• Written task: Edit the listing below by replacing "one pixel per instance" with "a single pixel for each instance" throughout, leaving every other line untouched. Omit the pictures from your answer.

--- START OF Extracted information ---

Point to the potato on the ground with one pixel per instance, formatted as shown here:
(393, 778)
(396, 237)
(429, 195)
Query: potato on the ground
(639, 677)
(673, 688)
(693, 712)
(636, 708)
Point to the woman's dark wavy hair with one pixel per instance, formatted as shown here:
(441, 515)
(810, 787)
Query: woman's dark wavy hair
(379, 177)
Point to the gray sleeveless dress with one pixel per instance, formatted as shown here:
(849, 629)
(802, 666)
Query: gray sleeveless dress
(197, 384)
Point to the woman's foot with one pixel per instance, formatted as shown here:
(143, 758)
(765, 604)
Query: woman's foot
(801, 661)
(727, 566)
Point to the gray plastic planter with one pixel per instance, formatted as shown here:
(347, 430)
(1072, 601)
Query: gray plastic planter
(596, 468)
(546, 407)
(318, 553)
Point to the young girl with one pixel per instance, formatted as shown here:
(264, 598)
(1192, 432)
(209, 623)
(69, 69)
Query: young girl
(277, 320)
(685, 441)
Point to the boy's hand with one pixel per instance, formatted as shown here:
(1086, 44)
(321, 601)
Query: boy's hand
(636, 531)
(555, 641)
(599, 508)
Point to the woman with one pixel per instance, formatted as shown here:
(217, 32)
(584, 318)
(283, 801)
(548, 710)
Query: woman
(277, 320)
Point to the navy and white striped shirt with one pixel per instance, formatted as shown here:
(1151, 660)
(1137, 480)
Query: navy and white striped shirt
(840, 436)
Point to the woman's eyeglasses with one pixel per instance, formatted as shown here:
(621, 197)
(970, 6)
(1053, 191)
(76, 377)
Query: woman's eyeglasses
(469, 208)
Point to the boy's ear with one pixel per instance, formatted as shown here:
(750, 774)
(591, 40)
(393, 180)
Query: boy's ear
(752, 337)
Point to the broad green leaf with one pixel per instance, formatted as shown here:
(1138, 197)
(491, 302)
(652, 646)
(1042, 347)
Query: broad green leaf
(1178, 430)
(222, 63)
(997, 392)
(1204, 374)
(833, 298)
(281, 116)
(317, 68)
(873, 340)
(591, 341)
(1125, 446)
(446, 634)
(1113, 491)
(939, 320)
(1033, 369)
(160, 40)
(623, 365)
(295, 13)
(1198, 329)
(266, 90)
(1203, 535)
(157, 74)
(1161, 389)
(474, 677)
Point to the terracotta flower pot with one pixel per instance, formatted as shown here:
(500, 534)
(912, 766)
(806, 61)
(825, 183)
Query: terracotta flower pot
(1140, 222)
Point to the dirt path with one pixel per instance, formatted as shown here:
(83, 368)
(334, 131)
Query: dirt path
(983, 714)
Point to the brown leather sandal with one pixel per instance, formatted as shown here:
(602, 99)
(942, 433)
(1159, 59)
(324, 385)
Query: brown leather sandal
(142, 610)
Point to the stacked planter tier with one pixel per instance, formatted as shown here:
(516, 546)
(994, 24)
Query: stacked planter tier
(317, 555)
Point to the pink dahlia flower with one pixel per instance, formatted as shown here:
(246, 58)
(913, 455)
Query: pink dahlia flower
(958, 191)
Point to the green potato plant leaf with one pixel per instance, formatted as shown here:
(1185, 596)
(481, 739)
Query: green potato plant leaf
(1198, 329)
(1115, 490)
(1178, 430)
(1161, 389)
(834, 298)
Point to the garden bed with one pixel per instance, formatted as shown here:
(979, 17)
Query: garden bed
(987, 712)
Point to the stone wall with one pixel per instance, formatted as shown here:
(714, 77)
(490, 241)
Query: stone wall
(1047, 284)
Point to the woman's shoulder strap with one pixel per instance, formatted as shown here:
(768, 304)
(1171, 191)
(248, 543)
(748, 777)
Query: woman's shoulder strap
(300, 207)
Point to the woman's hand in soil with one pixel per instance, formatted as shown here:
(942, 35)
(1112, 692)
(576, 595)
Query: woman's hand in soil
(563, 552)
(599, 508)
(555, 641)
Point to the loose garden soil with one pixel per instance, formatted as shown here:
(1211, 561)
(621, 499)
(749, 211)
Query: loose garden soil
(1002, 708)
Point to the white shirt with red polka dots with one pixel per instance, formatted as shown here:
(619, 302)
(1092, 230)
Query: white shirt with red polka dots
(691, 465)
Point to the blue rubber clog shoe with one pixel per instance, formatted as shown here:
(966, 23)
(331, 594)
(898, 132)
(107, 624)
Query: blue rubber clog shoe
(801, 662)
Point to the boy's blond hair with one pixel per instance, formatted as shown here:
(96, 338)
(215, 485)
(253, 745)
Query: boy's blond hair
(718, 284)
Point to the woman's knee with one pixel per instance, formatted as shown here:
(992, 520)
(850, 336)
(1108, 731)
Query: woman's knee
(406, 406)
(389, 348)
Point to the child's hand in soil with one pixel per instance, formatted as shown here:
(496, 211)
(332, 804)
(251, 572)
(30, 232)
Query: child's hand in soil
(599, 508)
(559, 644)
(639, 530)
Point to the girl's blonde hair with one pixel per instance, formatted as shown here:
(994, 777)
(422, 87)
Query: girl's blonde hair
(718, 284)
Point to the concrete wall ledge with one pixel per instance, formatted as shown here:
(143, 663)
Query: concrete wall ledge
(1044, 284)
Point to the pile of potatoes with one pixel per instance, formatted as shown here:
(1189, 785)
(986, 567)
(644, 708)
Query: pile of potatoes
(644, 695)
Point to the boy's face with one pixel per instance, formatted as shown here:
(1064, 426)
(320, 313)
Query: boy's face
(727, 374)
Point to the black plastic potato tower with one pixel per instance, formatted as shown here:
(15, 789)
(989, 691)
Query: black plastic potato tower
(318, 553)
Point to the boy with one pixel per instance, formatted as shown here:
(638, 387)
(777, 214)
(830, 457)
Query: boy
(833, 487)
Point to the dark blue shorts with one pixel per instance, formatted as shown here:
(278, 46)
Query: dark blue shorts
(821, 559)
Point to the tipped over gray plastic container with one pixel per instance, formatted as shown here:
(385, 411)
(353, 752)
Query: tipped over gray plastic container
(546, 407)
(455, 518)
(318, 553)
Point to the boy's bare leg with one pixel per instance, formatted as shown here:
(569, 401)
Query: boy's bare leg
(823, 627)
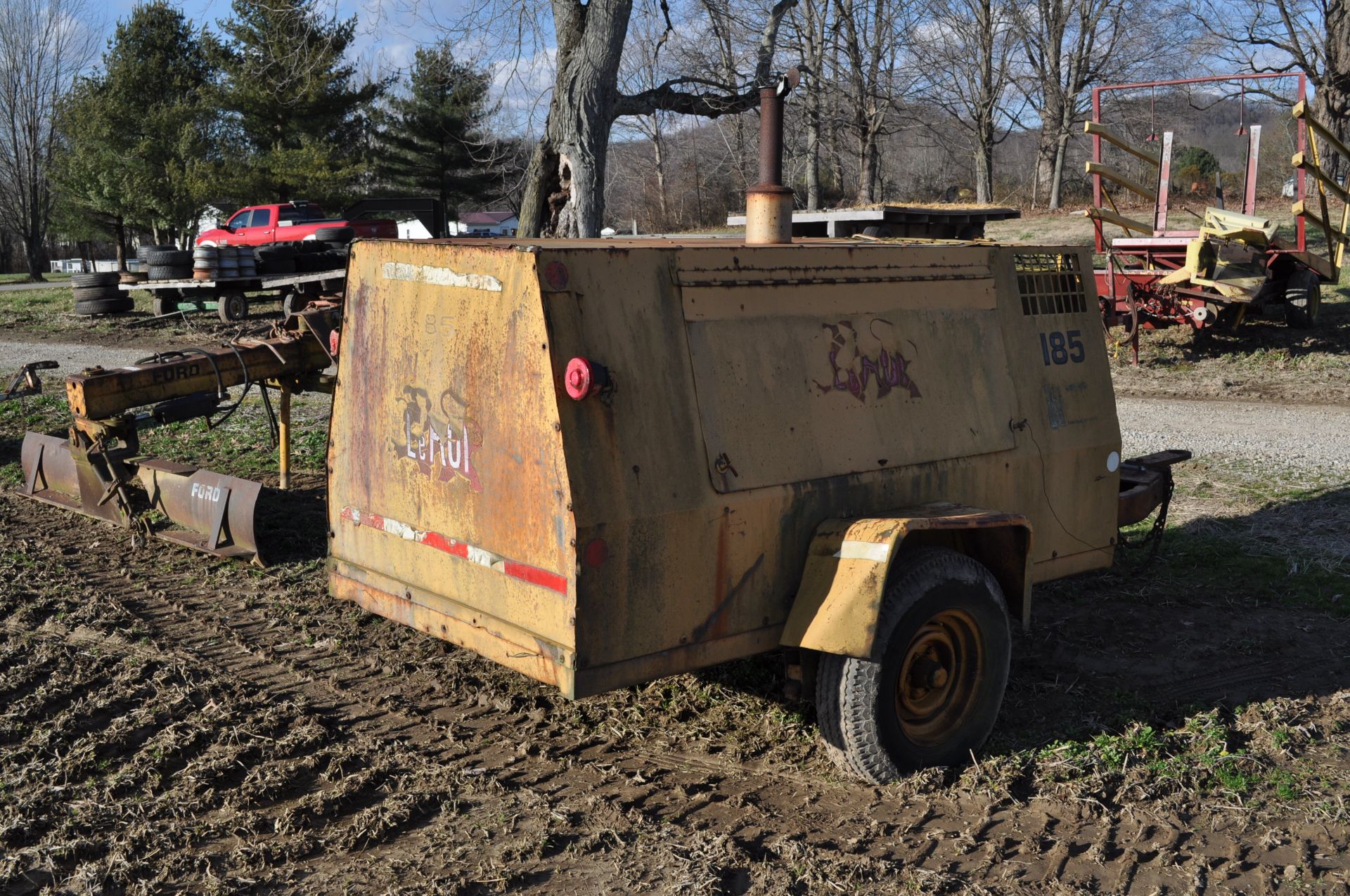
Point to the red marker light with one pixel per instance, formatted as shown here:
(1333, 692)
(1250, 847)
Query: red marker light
(584, 378)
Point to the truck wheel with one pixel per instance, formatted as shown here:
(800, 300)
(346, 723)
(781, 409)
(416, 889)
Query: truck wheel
(293, 301)
(944, 645)
(233, 306)
(1303, 300)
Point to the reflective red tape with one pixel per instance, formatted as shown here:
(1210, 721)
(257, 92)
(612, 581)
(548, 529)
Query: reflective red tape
(456, 548)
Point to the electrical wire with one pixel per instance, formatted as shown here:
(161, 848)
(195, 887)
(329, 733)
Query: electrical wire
(1027, 424)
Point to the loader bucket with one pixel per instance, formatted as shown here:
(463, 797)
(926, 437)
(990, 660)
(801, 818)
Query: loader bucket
(211, 512)
(75, 481)
(215, 512)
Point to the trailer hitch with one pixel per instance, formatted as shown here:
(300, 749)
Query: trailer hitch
(27, 382)
(1147, 485)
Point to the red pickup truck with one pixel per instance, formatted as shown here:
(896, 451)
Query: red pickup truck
(287, 223)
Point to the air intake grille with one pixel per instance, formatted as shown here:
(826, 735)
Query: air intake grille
(1050, 284)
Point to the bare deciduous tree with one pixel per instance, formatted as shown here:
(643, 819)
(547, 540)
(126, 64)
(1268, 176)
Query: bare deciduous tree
(44, 46)
(1287, 35)
(565, 181)
(870, 35)
(811, 38)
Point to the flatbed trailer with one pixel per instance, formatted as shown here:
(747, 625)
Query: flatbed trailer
(229, 297)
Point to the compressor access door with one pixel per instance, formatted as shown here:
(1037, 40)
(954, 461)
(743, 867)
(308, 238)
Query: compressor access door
(887, 356)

--- END OF Extracted information ---

• Exercise solution:
Point to the potato on the ground with a single pixel for each instance, formatted as shown here:
(393, 778)
(396, 237)
(429, 195)
Query: potato on the ground
(639, 677)
(673, 688)
(693, 712)
(636, 708)
Point to the woman's dark wavy hair with a single pixel for each instance, formatted as shown here:
(441, 515)
(810, 787)
Query: woman's dark wavy hair
(379, 177)
Point to the gray sleeveless dress with a single pixel for each instance, formatted as shown here:
(849, 629)
(802, 666)
Query: gray sleeveless dress
(197, 384)
Point to the woman's foot with a single pixel for each instance, formatted as shown here:
(143, 758)
(765, 604)
Query: woman's foot
(801, 661)
(727, 566)
Point to the gray plastic planter with a single pixel for each instance, formatted as shown here:
(347, 430)
(1072, 601)
Query: gray plastic planter
(596, 468)
(546, 407)
(318, 553)
Point to the young girl with a single pixel for each instance, formatted as shown here:
(264, 598)
(1192, 432)
(209, 623)
(69, 69)
Query: young girl
(277, 320)
(685, 441)
Point to the boy's hand with a single pixel for each instance, formatted as shown here:
(1086, 44)
(321, 601)
Query: boy's hand
(636, 531)
(555, 641)
(599, 508)
Point to the woman with a single pixel for each instance, formatted as shown here:
(217, 32)
(584, 318)
(283, 801)
(548, 710)
Query: woman
(277, 320)
Point to the navy and white striped shirt with a single pixel for each instance, formatted as shown here:
(1151, 660)
(1137, 480)
Query: navy and white striped shirt
(840, 436)
Point to the woman's eyeglasses with a single pixel for each instance, formatted as shown here:
(621, 197)
(970, 6)
(1053, 191)
(76, 377)
Query: woman's eyeglasses
(469, 208)
Point to the boy's ear with a single pixel for each instance, formatted as shown here:
(750, 774)
(591, 40)
(393, 180)
Query: boy's ear
(752, 337)
Point to the broad green leaf with a single pixel for each instance, formatted as shown here:
(1138, 197)
(491, 302)
(652, 646)
(1042, 347)
Query: broad green leaf
(1178, 430)
(222, 63)
(997, 392)
(1204, 374)
(833, 298)
(281, 116)
(317, 68)
(873, 340)
(591, 341)
(1125, 446)
(446, 634)
(1113, 491)
(939, 320)
(1033, 369)
(160, 40)
(623, 365)
(295, 13)
(1198, 329)
(266, 90)
(1203, 535)
(157, 74)
(1161, 389)
(474, 677)
Point to the terracotta flower pot with a single pixel for each instance, formatted as shown here:
(500, 534)
(912, 766)
(806, 61)
(825, 183)
Query: terracotta flower pot
(1140, 222)
Point to the dirt path with a single pixel for each instance, formatted as shown here:
(83, 368)
(334, 131)
Query: dirt path
(983, 714)
Point to the brown leather sandal with a single pixel for each instance, formatted as shown here:
(602, 99)
(942, 433)
(1159, 59)
(324, 385)
Query: brown leather sandal
(142, 610)
Point to the stacked planter tier with a single pixel for each instance, formatted as shown here:
(516, 546)
(994, 24)
Query: stacked planter tier
(317, 555)
Point to the pink dahlia flower with a single pixel for each instance, formatted as shown here:
(246, 58)
(913, 455)
Query: pink dahlia flower
(958, 191)
Point to the green potato plant leaf with a single pixel for each instance, formatted as shown here:
(1185, 596)
(481, 739)
Query: green potato plant leaf
(1198, 329)
(1115, 490)
(1178, 430)
(1161, 389)
(834, 298)
Point to the garden bed with a single pixel for each instance, formatted as shown here:
(979, 17)
Query: garden bed
(987, 712)
Point to the stone wall with a single pixel for each instance, formatted as shown here:
(714, 77)
(490, 241)
Query: stone wall
(1047, 284)
Point to the woman's shoulder strap with a single pixel for each instance, formatted as shown here:
(768, 304)
(1171, 191)
(248, 543)
(748, 777)
Query: woman's shoulder strap
(300, 207)
Point to the woman's hand in soil with a single pixel for each instance, formatted as shown here:
(942, 35)
(1112, 692)
(576, 595)
Query: woman's hand in soil
(563, 552)
(599, 508)
(555, 641)
Point to the loose garden soil with a single pixel for each instance, formatted as shown here:
(1211, 561)
(621, 499)
(749, 211)
Query: loose garden soil
(1002, 708)
Point to the white shirt with red polka dots with a single pixel for each instance, formatted as shown here:
(619, 302)
(1092, 230)
Query: white shirt with red polka dots
(691, 465)
Point to the blue rubber clog shoe with a single pixel for each instance, formatted as shown here:
(966, 23)
(331, 594)
(898, 132)
(107, 624)
Query: blue rubber clog shoe
(801, 662)
Point to the boy's blond hair with a single pixel for each instance, formatted as shown here:
(96, 338)
(215, 485)
(253, 745)
Query: boy's blond hair
(718, 284)
Point to the woman's knee with a single pixel for each instance, formatted as shown here:
(992, 520)
(850, 336)
(1108, 731)
Query: woman's knee
(406, 406)
(389, 348)
Point to the child's hand in soil with a single pixel for each instance, formatted as shown here:
(496, 211)
(332, 804)
(251, 572)
(30, 232)
Query: child's hand in soil
(599, 508)
(559, 644)
(639, 530)
Point to the girl's blonde hair with a single pixel for each instance, formatted as shown here:
(994, 777)
(422, 87)
Query: girl's blonde hair
(718, 284)
Point to the concrete wall ledge with a single pixel for each instance, formatted as shown here:
(143, 663)
Query: concrete wall ledge
(1044, 284)
Point to the pile of potatoes with a single pixel for each instance, formatted as shown here:
(1189, 785)
(986, 567)
(644, 708)
Query: pile of potatoes
(644, 695)
Point to the boy's face with a single pixel for each instance, formatted as shown here:
(1064, 426)
(320, 313)
Query: boy's face
(727, 374)
Point to the black plastic potato tower with a single pixel for each instance, formatted as shown here:
(15, 789)
(989, 691)
Query: black plastic potato tower
(318, 553)
Point to the boy with a single pixel for each instance, formatted as shown here:
(638, 387)
(777, 214)
(830, 457)
Query: boy
(833, 487)
Point to the dark blue shorts with a single pixel for each instance, formatted as shown here:
(278, 46)
Query: dark blue shorts
(821, 559)
Point to the tipped over gray plastic container with a single pixel for each instance, formatted as shown here:
(385, 411)
(353, 752)
Query: tipped over gray plastic container
(546, 407)
(455, 518)
(318, 553)
Point to the boy's bare leg with a single pixel for each instance, formatted as shown here:
(569, 401)
Query: boy's bare leg
(823, 627)
Point to the red marker light with a single pixel for each instance, formatted as shown here:
(1333, 692)
(1250, 847)
Query: red marker light
(584, 378)
Point to the truck wheel with a single pixel for each instance, formatted as shown here:
(800, 300)
(346, 723)
(781, 409)
(416, 889)
Query: truck wheel
(293, 301)
(944, 645)
(233, 306)
(1303, 300)
Point to the reflective red tape with a single pixel for each instance, formatted as shown here:
(1210, 721)
(257, 92)
(612, 581)
(548, 529)
Query: reflective red tape
(456, 548)
Point to the electrical wire with a single pixel for each instance, formatted as shown here:
(161, 848)
(195, 887)
(329, 733)
Query: electrical wire
(1027, 424)
Point to the loader bucket with a single pixel for each instance, formatted as shown here:
(463, 797)
(926, 437)
(990, 660)
(801, 818)
Query: loader bucket
(211, 512)
(75, 481)
(215, 512)
Point to the trailer hitch with a single pixel for each instance, formatted as shown here:
(300, 749)
Query: trailer hitch
(27, 382)
(1147, 485)
Point to the red pickup truck with a single pixel for each instance, formatted as shown here:
(896, 451)
Query: red pickup truck
(287, 223)
Point to the air intake grille with a single pixel for each instance, formatted as shown here:
(826, 735)
Query: air intake grille
(1050, 284)
Point to the bare deciduous tree with a single pixel for each instance, formatted as shown here:
(643, 819)
(547, 540)
(126, 64)
(1268, 176)
Query: bare deciduous tree
(44, 46)
(1287, 35)
(565, 181)
(870, 35)
(811, 38)
Point to the flatbed trailer with a single pixel for each instance, formatted as shown here:
(747, 625)
Query: flatbed trailer
(229, 297)
Point to the compressor access door with a single pixel for each instance, formatted as shown here:
(1037, 40)
(954, 461)
(743, 867)
(308, 238)
Query: compressor access door
(887, 356)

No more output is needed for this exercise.